_WHAT TO WORK ON_.
Rewrite the items below from the line that has "Place one point per instance of the suv taillight." through the line that has "(1251, 346)", keeping the requests as they are and scaling every point coordinate in the answers by 1.1, rounded to whole numbers with halves going up. Give only those lines.

↓↓↓

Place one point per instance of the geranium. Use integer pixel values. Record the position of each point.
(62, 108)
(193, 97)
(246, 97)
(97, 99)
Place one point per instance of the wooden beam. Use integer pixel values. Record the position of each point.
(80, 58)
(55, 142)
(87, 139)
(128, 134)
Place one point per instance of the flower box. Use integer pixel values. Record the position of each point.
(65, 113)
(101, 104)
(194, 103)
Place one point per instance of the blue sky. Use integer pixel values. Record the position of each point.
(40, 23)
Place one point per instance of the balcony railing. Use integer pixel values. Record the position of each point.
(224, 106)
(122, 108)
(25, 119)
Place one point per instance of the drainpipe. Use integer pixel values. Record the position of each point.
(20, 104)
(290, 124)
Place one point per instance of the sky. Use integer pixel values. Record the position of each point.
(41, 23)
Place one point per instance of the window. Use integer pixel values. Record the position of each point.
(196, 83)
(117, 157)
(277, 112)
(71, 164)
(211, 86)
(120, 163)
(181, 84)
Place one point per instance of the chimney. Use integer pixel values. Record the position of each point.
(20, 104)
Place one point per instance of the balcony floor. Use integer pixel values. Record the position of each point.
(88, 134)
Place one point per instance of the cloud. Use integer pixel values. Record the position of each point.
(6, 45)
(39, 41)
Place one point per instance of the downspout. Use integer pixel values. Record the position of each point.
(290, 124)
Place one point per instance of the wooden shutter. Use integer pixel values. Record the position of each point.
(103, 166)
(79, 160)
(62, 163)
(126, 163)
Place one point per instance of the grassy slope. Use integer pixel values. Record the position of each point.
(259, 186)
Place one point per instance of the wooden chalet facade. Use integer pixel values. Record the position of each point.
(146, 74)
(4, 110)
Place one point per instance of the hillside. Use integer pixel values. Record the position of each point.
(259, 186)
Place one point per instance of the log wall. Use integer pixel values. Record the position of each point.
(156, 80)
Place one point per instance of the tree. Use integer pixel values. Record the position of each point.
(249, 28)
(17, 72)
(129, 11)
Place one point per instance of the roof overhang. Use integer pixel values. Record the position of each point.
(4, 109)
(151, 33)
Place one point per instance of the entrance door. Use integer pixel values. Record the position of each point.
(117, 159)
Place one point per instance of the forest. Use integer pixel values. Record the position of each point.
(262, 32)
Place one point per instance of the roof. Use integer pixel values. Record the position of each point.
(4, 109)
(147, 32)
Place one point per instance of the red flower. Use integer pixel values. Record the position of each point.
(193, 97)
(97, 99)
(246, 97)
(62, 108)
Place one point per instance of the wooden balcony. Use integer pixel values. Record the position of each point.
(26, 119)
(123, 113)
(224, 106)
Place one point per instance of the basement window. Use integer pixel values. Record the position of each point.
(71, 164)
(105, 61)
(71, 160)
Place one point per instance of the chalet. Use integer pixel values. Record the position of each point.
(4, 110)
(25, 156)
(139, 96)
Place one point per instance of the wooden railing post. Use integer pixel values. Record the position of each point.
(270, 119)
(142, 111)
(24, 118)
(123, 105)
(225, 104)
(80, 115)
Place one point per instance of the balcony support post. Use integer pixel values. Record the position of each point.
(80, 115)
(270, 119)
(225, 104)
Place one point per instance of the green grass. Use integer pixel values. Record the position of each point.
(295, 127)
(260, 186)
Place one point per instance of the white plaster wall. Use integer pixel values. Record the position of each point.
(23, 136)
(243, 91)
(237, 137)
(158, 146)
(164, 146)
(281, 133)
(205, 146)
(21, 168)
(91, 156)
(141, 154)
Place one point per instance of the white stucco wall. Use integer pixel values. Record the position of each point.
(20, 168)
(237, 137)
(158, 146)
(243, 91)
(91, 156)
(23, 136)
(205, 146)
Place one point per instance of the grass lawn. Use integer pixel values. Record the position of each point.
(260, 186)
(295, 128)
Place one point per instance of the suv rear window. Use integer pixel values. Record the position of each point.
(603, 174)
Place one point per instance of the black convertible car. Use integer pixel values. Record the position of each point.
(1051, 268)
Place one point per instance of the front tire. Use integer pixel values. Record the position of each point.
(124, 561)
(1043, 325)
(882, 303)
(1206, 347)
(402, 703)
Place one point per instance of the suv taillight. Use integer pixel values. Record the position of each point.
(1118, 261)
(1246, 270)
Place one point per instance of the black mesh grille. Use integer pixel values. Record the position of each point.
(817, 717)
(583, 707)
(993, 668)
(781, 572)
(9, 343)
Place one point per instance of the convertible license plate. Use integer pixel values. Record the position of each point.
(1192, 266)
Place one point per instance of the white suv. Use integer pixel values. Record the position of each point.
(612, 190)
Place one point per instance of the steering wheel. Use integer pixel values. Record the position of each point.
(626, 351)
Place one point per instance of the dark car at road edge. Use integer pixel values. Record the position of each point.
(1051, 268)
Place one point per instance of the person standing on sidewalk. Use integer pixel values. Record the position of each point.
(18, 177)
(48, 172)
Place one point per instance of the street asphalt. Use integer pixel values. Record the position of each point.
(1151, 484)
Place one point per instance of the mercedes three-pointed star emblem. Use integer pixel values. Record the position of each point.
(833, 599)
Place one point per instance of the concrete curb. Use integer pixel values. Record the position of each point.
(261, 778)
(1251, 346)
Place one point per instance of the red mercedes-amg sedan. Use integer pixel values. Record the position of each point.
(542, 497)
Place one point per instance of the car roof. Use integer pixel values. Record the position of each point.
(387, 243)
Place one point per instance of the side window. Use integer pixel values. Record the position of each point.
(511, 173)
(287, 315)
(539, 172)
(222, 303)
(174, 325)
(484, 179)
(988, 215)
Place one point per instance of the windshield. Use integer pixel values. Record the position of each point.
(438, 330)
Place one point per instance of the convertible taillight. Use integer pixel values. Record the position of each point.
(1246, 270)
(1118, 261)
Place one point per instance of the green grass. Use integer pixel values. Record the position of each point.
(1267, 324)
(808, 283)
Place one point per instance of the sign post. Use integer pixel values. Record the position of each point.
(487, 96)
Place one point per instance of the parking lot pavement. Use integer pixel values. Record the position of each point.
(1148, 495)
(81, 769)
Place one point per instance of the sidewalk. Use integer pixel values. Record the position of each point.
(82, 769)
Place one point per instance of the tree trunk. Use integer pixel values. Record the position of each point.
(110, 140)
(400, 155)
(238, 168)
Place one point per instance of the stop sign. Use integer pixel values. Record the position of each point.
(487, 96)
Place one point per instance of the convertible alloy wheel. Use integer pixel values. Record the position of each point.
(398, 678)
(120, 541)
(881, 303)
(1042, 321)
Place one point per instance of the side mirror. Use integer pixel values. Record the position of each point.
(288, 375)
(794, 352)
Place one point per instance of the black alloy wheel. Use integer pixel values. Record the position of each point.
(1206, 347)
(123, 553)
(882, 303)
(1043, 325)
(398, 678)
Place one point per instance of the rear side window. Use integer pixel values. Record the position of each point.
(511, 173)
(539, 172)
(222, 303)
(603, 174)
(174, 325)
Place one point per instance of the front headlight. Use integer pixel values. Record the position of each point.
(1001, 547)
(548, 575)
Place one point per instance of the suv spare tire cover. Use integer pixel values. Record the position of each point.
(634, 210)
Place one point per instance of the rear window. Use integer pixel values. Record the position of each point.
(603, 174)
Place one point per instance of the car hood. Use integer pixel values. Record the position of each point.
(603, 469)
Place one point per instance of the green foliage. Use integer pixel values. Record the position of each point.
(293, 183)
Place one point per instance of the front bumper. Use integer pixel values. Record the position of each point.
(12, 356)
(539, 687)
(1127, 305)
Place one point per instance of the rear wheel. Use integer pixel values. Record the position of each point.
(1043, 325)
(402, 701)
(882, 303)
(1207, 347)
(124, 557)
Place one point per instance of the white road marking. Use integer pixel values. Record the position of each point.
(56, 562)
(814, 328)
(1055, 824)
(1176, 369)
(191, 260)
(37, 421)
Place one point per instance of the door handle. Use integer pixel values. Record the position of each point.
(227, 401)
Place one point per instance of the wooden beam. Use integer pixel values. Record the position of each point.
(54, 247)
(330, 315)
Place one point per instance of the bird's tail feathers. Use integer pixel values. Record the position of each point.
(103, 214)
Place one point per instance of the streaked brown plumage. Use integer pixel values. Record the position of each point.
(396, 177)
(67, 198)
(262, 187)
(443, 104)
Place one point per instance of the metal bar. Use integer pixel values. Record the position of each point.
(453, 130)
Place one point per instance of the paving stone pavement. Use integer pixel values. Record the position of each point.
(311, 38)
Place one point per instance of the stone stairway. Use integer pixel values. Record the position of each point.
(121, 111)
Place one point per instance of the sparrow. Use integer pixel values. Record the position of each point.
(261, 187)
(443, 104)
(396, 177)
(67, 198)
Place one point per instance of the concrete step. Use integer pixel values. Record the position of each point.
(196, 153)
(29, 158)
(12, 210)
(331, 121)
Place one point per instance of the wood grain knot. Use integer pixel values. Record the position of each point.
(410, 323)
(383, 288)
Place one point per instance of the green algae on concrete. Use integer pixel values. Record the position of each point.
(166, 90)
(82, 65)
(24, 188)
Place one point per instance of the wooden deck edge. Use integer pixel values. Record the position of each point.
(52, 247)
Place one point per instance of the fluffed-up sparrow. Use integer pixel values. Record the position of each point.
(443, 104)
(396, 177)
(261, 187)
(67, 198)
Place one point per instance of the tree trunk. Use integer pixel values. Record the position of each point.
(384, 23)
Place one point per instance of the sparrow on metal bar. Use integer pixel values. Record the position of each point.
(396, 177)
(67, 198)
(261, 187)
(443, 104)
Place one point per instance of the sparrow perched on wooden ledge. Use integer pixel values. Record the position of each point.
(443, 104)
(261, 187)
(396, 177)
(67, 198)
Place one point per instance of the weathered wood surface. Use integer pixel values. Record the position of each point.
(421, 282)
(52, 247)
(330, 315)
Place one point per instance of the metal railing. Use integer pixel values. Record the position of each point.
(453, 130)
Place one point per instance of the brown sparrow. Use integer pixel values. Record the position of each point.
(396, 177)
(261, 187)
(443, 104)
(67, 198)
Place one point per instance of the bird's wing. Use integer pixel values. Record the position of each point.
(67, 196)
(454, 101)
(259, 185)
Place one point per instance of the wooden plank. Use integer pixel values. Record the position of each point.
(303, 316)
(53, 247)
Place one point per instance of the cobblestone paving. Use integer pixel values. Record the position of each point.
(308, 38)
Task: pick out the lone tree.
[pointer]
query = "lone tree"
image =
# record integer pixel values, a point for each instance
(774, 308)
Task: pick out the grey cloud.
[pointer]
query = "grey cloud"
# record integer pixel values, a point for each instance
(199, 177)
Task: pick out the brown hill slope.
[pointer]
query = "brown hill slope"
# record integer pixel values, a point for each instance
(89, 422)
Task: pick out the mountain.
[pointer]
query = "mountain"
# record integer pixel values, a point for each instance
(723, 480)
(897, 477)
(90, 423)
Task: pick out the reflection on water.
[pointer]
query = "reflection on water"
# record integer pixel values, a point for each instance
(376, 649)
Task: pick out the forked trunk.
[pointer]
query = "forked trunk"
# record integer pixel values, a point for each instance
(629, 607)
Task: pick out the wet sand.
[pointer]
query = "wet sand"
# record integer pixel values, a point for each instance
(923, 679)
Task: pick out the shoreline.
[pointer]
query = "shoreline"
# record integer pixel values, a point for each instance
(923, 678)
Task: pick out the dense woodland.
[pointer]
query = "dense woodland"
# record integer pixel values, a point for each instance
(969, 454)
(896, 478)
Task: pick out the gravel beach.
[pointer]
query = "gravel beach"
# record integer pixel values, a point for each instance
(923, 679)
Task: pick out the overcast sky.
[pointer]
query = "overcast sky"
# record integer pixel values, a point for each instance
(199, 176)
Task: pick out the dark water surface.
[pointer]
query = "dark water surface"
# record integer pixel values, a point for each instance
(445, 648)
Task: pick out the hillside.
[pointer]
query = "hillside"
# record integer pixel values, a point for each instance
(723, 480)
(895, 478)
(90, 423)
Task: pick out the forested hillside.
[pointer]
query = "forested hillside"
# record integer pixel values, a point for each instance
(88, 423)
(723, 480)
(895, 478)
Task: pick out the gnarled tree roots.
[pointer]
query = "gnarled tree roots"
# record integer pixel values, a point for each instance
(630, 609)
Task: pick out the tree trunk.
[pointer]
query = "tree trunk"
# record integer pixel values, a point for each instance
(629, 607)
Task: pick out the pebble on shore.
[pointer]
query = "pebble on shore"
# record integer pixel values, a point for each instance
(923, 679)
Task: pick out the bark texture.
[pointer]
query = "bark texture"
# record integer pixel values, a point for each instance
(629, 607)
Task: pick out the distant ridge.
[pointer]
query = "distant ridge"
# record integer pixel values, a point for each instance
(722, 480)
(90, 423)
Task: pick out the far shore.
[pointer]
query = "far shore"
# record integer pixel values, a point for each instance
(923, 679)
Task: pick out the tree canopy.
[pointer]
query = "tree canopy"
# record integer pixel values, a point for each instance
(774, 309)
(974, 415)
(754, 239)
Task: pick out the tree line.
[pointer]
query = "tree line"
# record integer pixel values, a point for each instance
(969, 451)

↑↑↑

_EXERCISE RESPONSE_.
Place one point per instance of the suv taillight. Use integer pixel values. Record the position of each point.
(1230, 287)
(1371, 297)
Place one point per instance of the black mesh grille. Use integer pixel values. Record the position of each point.
(899, 789)
(641, 778)
(1092, 735)
(859, 629)
(10, 377)
Place one point per instance of the convertible license plate. Use integer pixel values. Record the position of each point.
(1311, 293)
Place one point per instance of the white suv. Use integer pixel values. Record the position of each point.
(673, 209)
Place one point per instance of the steering wheel. Use integer pixel values. Record the position of each point.
(689, 386)
Place one point per instance of the dark car at road edge. Use integer pixel values. Record the position of each point.
(1156, 295)
Place one point per instance of the person standing on sidewalk. Use integer pixel values. Record the position of each point.
(20, 195)
(53, 189)
Place one point per instance of the street asphalt. Use integer pixel values. Record the position of each point.
(1266, 532)
Place one point per instance of the mercedes three-pointed star emblem. Use integer pixel values. Record the position of each point.
(916, 659)
Place one point per instance of the concrete curb. Use integer pixel values. Record the position of each point.
(287, 856)
(1376, 381)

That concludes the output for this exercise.